(DOCUMENT EXTRACT)
Skip to content

MotionCrafter: Dense Geometry and Motion Reconstruction with a 4D VAE

Conference: CVPR 2026
Paper: CVF Open Access
Code: Project Page
Area: 3D Vision
Keywords: 4D Reconstruction, Scene Flow, Video Diffusion Prior, Point Cloud, VAE Normalization

TL;DR

MotionCrafter places the dense geometry (point clouds) and dense motion (3D scene flow) of a monocular video into the same world coordinate system. It uses a specially designed 4D VAE to encode both into a unified latent variable, and then leverages the spatiotemporal prior of a pretrained video diffusion model for feed-forward reconstruction. It also counter-intuitively demonstrates that "4D data does not need to be forced to align with the distribution of the RGB VAE," ultimately improving geometry and motion reconstruction by 38.64% and 25.0% respectively over SOTA, all without requiring any post-optimization.

(DIRECTIONS FOR THIS TASK) Return, word for word, the part of the MotionCrafter summary from "MotionCrafter places the" up to and including "requiring any post-optimization.".

(DATA LISTING)
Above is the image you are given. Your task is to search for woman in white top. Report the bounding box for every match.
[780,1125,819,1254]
--
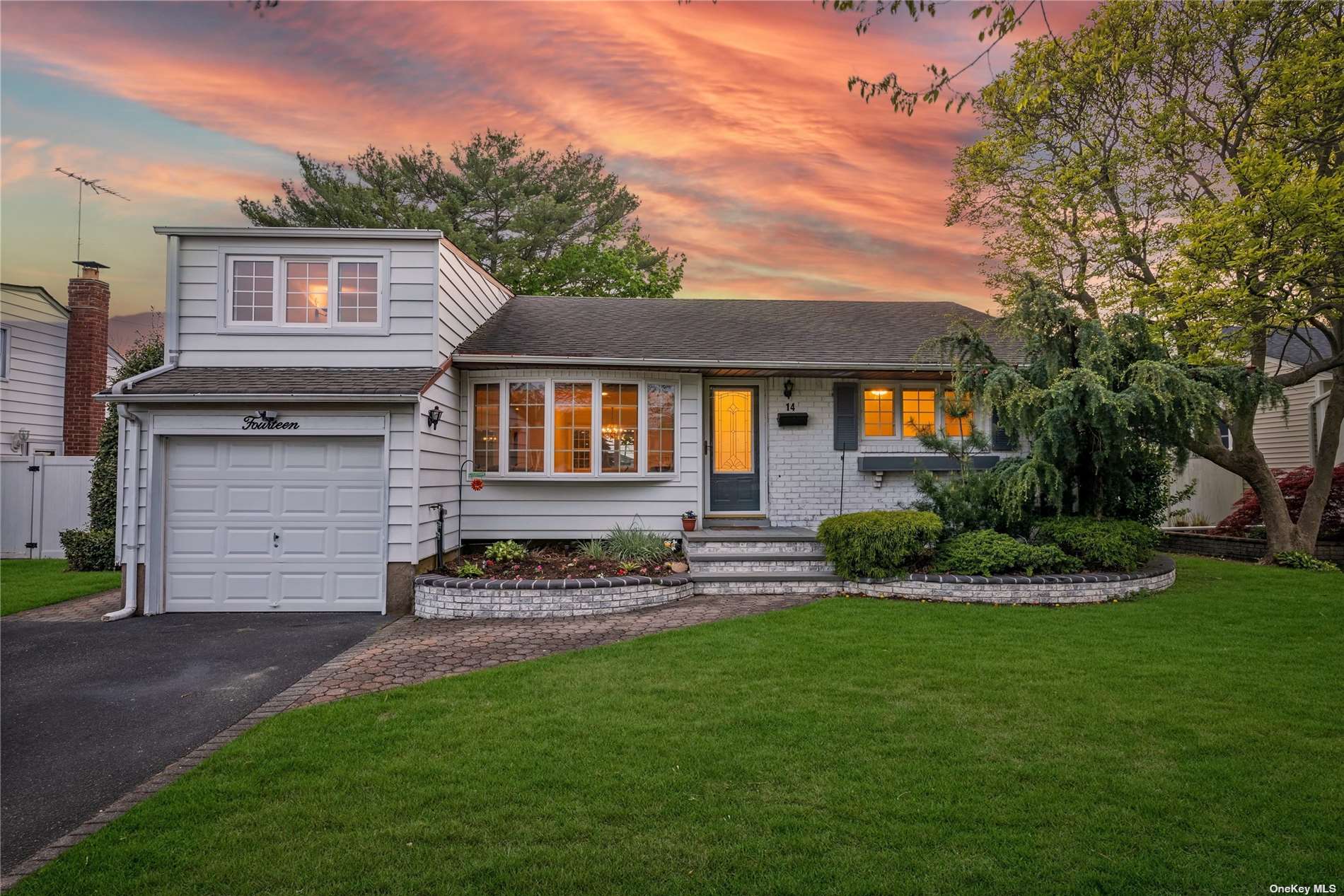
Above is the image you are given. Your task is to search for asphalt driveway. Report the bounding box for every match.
---
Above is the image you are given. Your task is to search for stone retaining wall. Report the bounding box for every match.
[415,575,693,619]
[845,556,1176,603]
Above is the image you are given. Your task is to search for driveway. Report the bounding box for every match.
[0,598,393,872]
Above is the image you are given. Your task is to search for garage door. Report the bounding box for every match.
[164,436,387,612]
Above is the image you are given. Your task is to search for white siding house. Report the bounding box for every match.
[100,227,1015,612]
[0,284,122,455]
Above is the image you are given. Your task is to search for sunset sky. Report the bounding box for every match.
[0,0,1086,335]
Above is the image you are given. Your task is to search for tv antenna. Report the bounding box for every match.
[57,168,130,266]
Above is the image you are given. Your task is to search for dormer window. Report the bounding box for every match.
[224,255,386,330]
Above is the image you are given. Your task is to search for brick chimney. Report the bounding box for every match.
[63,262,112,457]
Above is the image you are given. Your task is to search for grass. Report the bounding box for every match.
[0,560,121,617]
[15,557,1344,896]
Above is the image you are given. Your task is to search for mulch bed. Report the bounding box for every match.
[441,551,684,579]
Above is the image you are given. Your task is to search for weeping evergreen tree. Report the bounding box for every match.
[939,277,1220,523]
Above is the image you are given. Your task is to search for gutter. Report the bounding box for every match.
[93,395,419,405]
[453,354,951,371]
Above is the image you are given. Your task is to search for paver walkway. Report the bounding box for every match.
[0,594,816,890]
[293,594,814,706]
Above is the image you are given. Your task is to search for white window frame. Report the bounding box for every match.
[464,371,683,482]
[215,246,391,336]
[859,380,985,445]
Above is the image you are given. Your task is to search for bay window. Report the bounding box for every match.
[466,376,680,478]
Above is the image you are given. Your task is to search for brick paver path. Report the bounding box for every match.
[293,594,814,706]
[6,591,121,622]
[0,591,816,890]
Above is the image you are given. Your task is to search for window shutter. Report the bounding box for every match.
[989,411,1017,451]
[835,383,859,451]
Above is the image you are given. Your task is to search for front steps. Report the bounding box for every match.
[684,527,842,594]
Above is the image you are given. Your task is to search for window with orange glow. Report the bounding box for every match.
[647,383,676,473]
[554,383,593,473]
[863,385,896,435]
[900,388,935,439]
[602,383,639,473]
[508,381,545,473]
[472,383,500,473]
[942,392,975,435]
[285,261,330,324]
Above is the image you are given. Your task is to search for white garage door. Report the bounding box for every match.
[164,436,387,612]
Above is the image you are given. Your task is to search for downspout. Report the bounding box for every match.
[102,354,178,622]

(RESULT)
MotionCrafter places the dense geometry (point clouds) and dense motion (3D scene flow) of a monocular video into the same world coordinate system. It uses a specially designed 4D VAE to encode both into a unified latent variable, and then leverages the spatiotemporal prior of a pretrained video diffusion model for feed-forward reconstruction. It also counter-intuitively demonstrates that "4D data does not need to be forced to align with the distribution of the RGB VAE," ultimately improving geometry and motion reconstruction by 38.64% and 25.0% respectively over SOTA, all without requiring any post-optimization.